• Consegna 1: Nell'estratto sulla videosorveglianza dei lavoratori, quale reato commette, secondo la pronuncia Cass. pen., Sez. 3, n. 40199 del 16/10/2009, il datore di lavoro che installi un sistema di videosorveglianza senza la preventiva autorizzazione sindacale o amministrativa?
• Consegna 2: Stabilisca se le affermazioni seguenti concordano con l'estratto sulla videosorveglianza dei lavoratori, rispondendo sì o no e citando le parole decisive dell'estratto: (a) i critici ritengono che i controlli «a scopi difensivi» siano espressamente previsti dal legislatore; (b) l'art. 4 St. Lav. fa riferimento all'«attività dei lavoratori»; (c) secondo la lettura di Cass. pen., 1 giugno 2010, n. 20722, la riservatezza dei dipendenti prevale sull'interesse pubblico alla prevenzione dei reati.
• Consegna 3: Prosegua l'estratto sulla videosorveglianza dei lavoratori, riprendendo subito dopo la sua ultima frase.

Secondo una lettura (Cass. pen., 1 giugno 2010, n. 20722, in C.E.D. Cass. 247588), la ragione andrebbe rinvenuta nel principio di fondo seguito dalle Sezioni penali, cioè a dire la prevalenza del prioritario interesse pubblico alla prevenzione ed accertamento dei reati rispetto alla riservatezza dei dipendenti. Unica voce contraria è quella (Cass. pen., Sez. 3, n. 40199 del 16/10/2009, M., CED Cass. 244902), avendo infatti affermato che commette il reato contravvenzionale dell’art. 38 St. Lav. il datore di lavoro che installi un sistema di videosorveglianza senza la preventiva autorizzazione sindacale o amministrativa. Alla lettura dominante nella giurisprudenza penale si contrappongono alcune critiche. In particolare, si sottolinea che i controlli “a scopi difensivi” non sono espressamente previsti dal legislatore, ma sono frutto di una giurisprudenza creativa; che, in secondo luogo, l’art. 4 St. Lav. parla di «attività dei lavoratori» e non di «attività lavorativa», di talché il correlativo divieto sarebbe esteso ad ogni comportamento tenuto dal lavoratore nell’azienda. Infine, che, ad ogni buon conto, non sarebbe possibile distinguere a priori il controllo sull’attività lavorativa del dipendente dal controllo di suoi potenziali , comportamenti illeciti (Dossi, Controlli a distanza e legalità della prova: tra esigenze difensive del datore di lavoro e tutela della dignità del lavoratore, in DRI, 2010, pp. 1155 ss.).

[Voci tratte da una raccolta]
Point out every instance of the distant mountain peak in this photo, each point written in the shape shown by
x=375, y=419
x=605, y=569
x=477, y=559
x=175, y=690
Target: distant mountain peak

• Risposta scritta 1: Il reato contravvenzionale dell’art. 38 St. Lav.

• Risposta scritta 2:
(a) No: «i controlli “a scopi difensivi” non sono espressamente previsti dal legislatore, ma sono frutto di una giurisprudenza creativa».
(b) Sì: «l’art. 4 St. Lav. parla di «attività dei lavoratori» e non di «attività lavorativa»».
(c) No: «la prevalenza del prioritario interesse pubblico alla prevenzione ed accertamento dei reati rispetto alla riservatezza dei dipendenti».

• Risposta scritta 3:
Tanto premesso, nel caso in esame, l’imputata, condannata per il reato di appropriazione indebita commessa sul luogo di lavoro grazie alle videoriprese che la ritraevano nell’atto di commettere il reato, si era difesa tentando di sostenere che inutilizzabilità delle immagini captate con il sistema di video sorveglianza. Detta tesi era stata disattesa nei gradi di merito e riproposta in Cassazione. Ma nemmeno davanti ai Supremi Giudici la tesi proposta aveva avuto successo.
Ed infatti, i giudici di legittimità hanno condiviso quanto affermato in entrambi i gradi di merito, ossia ritenendo utilizzabili i risultati delle videoriprese effettuate con la telecamera installata all’interno del luogo di lavoro evocando anche il principio secondo il quale sono utilizzabili nel processo penale, ancorché imputato sia il lavoratore subordinato, i risultati delle videoriprese effettuate con telecamere installate all’interno dei luoghi di lavoro ad opera del datore di lavoro per esercitare un controllo a beneficio del patrimonio aziendale messo a rischio da possibili comportamenti infedeli dei lavoratori, in quanto le norme dello Statuto dei lavoratori poste a presidio della loro riservatezza non fanno divieto dei cosiddetti controlli difensivi del patrimonio aziendale e non giustificano pertanto l’esistenza di un divieto probatorio.
Da qui, dunque, l’inammissibilità del ricorso.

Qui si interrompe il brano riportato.